§ **Written problem 1**: List every person the Git Rev News digest below names as a mentor for the Outreachy interns, each name once.
§ **Written problem 2**:
Check three statements against the Git Rev News digest below. For each, answer yes or no and quote the words from the digest that decide it.
(a) Joey Salazar will be mentored by Emily Shaffer and Jonathan Nieder.
(b) Trace2 was developed primarily by Josh Steadmon.
(c) This edition covers what happened in October 2020.
§ **Written problem 3**: Write a continuation of the Git Rev News digest below, beginning right after its final sentence.

§ **Excerpted passage**:
Welcome to the 70th edition of Git Rev News, a digest of all things Git. For our goals, the archives, the way we work, and how to contribute or to subscribe, see the Git Rev News page on git.github.io.
This edition covers what happened during the month of November 2020.
Three Outreachy interns have been accepted to work on Git this winter:
Sangeeta from India will be mentored by Kaartic Sivaraam and Christian Couder to work on the ‘Accelerate rename detection and the “range-diff” command in Git’ project. Sangeeta started blogging about her internship.
Joey Salazar from Costa Rica will be mentored by Emily Shaffer and Jonathan Nieder to work on the ‘Add Git protocol support to Wireshark’ project. Joey also started blogging.
Charvi Mendiratta from Faridabad, Haryana, India will be mentored by Phillip Wood and Christian Couder to work on on the ‘Improve dropping and rewording commits in Git interactive rebase’ project. Charvi also started blogging.
[PATCH 00/10] Advertise trace2 SID in protocol capabilities
Last October Josh Steadmon sent a patch series to the mailing list. The goal of the patch series was to allow a Git client and a Git server, that are communicating to perform a Git operation like a push, a fetch or a clone, to share each other’s trace2 session ID (SID).
Trace2 is a relatively new tracing mechanism that was developed primarily by Jeff Hostetler to improve on the previous trace mechanism.
These tracing mechanisms let users print debug, performance, and telemetry logs to a file or a file descriptor, so that they can better understand what’s going on inside Git processes.

§ **Extracted data**:
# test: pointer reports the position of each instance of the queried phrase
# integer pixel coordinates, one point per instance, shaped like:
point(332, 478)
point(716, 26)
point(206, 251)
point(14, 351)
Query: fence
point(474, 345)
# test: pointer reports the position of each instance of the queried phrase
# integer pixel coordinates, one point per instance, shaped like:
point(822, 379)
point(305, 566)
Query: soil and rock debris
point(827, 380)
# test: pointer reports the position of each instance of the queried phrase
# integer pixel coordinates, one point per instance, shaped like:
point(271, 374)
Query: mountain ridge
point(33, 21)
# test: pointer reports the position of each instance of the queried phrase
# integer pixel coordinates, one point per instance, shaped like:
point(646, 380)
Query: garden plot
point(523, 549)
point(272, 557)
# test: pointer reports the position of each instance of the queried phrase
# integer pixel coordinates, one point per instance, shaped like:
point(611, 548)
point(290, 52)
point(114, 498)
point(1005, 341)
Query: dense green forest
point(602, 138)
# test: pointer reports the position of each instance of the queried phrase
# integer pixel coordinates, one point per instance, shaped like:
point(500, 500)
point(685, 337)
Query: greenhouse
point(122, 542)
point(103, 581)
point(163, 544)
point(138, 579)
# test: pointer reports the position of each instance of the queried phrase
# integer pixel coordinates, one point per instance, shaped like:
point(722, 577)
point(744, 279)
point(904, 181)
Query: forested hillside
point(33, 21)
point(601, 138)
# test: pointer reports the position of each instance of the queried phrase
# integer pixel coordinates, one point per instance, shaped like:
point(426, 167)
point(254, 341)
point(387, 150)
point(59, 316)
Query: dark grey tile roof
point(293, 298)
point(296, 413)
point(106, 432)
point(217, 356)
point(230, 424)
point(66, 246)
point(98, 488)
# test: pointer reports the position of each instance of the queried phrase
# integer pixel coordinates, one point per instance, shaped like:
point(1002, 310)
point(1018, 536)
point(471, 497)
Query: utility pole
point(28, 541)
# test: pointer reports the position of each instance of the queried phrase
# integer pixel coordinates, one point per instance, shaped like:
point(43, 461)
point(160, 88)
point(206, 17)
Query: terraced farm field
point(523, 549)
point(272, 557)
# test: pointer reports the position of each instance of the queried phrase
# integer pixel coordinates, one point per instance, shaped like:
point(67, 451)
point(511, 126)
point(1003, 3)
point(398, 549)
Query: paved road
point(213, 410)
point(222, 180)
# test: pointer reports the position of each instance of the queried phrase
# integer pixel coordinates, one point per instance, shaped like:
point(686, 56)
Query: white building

§ **Reply 1**:
Kaartic Sivaraam
Christian Couder
Emily Shaffer
Jonathan Nieder
Phillip Wood

§ **Reply 2**:
(a) Yes: "Joey Salazar from Costa Rica will be mentored by Emily Shaffer and Jonathan Nieder"
(b) No: "developed primarily by Jeff Hostetler"
(c) No: "This edition covers what happened during the month of November 2020."

§ **Reply 3**:
Josh’s patch series allows a Git client to record the server’s trace2 session ID in its logs, and vice versa, by advertising the session ID in a new “trace2-sid” protocol capability.
Josh asked 2 questions in the cover letter of his patch series
though. He first asked if the code in the trace2/
directory was
supposed to contain only implementation details hidden from the rest
of Git and accessible only through the trace2.h
and trace2.c
files. The reason for this question is that Josh’s code needed to
access the trace2 session ID which was previously managed only in
trace2/tr2_sid.h
and trace2/tr2_sid.c
.
Josh’s second question was if it was OK to add a
trace2.announceSID
configuration option for the feature his patch
series implemented. The reason is that some Git processes on
servers, like git upload-pack
, have previously been prevented to
read some potentially malicious config options from local
repositories for security reasons.
Jeff Hostetler was very happy with Josh’s patch series saying “Very nice! This should be very helpful when matching up client and server commands.”
He also replied that he indeed intended the trace2/
directory to
be opaque, so “that just trace2.h
contains the official API”. And he
suggested adding a new trace2_session_id()
function to trace2.h
and trace2.c
, that would just call the existing tr2_sid_get()
function from trace2/tr2_sid.h
and trace2/tr2_sid.c
.
Jeff also pointed to the fact that the session ID of a process was
built up based on the session IDs of its parent processes. For
example a Git process spawned from another Git process will have a
session ID of the form <sid1>/<sid2>
, where <sid1>
is the
session ID of its parent. And if it spawns another Git process, the
session ID of this new process will be of the form
<sid1>/<sid2>/<sid3>
.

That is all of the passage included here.